_TASK INSTRUCTIONS_.
a. In the article on the Austin Wildlife Rescue fundraiser, how much did the season's first load of animal baby formula cost?
b. From the article on the Austin Wildlife Rescue fundraiser, reproduce verbatim the passage between "The wildlife rescue" and "matter of days.", inclusive.

_DOCUMENT TEXT_.
=-=-=

Austin-area animal rescue center raises $15K to buy new x-ray machine

An opossum and her babies were brought to the Austin Wildlife Rescue rehab center in Elgin after she broke her leg last week on a fence in South Austin

The opossum needed surgery, but first she needed a trip to the rescue's intake location several miles away in Austin for an x-ray. A similar trip was scheduled for a turkey vulture, with a busted wing and leg. 

The journeys are not easy, according to operations manager Jules Maron. "The higher the stress, the more stress on the system, the slower the healing of the body can take place," said Maron.

X-rays are needed not only to find broken bones. Scans on snakes can locate things like golf balls and avocado pits.

"So our x-ray machine is pretty one of our most critical equipment that we have here at the facility. It allows us to do literally lifesaving surgeries here at our facility, because when we're doing orthopedic surgery, which is probably the most common catastrophic injury that we get on animals, we are needing to see what the placement of the pins look like once we have them situated within the bone. And currently we're not able to do that," said Maron.

The wildlife rescue is being rescued after a call for help on social media. The $15,000 needed to buy a new x-ray machine was raised in a matter of days.

"It's amazing knowing that the community wants to be here to help, too, and that they're able to help us so generously. And we so appreciate it," said Maron.

An example of how expensive caring for the animals is a stack of buckets filled with animal baby formula at the center. The first load of the season cost $20,000. Another shipment will be needed later in the year for the fall baby season.

=-=-=

_DATA BELOW_.
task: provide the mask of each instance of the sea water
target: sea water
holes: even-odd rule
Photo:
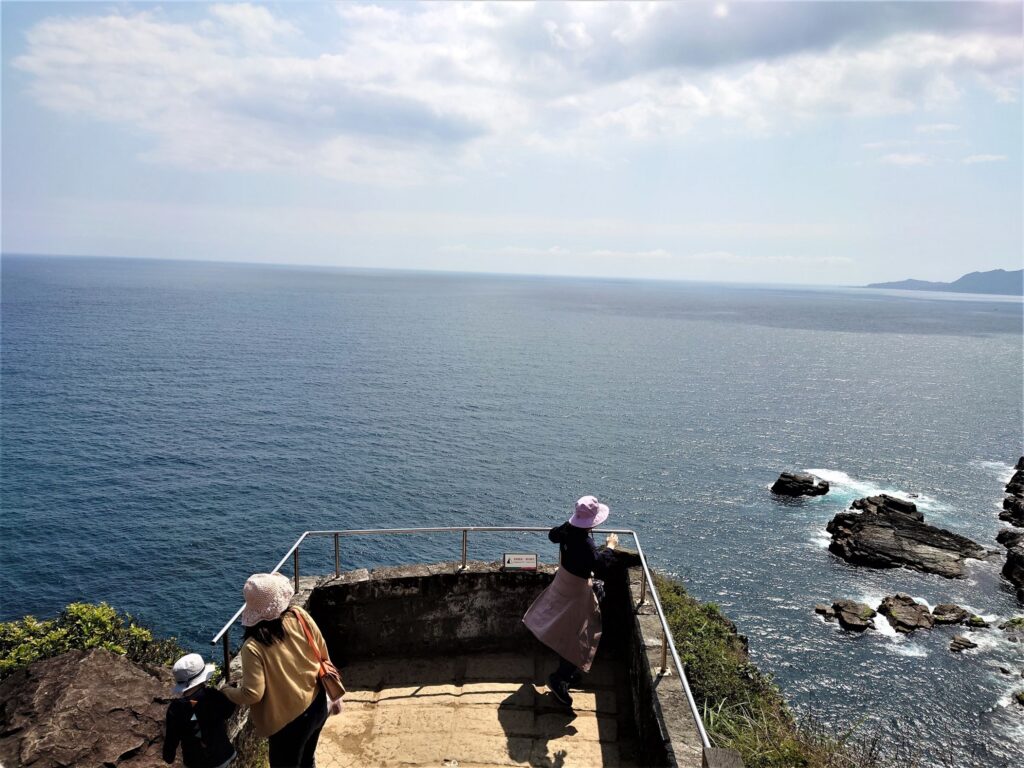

=-=-=

_RESPONSES IN ORDER_.
a. $20,000

b.
The wildlife rescue is being rescued after a call for help on social media. The $15,000 needed to buy a new x-ray machine was raised in a matter of days.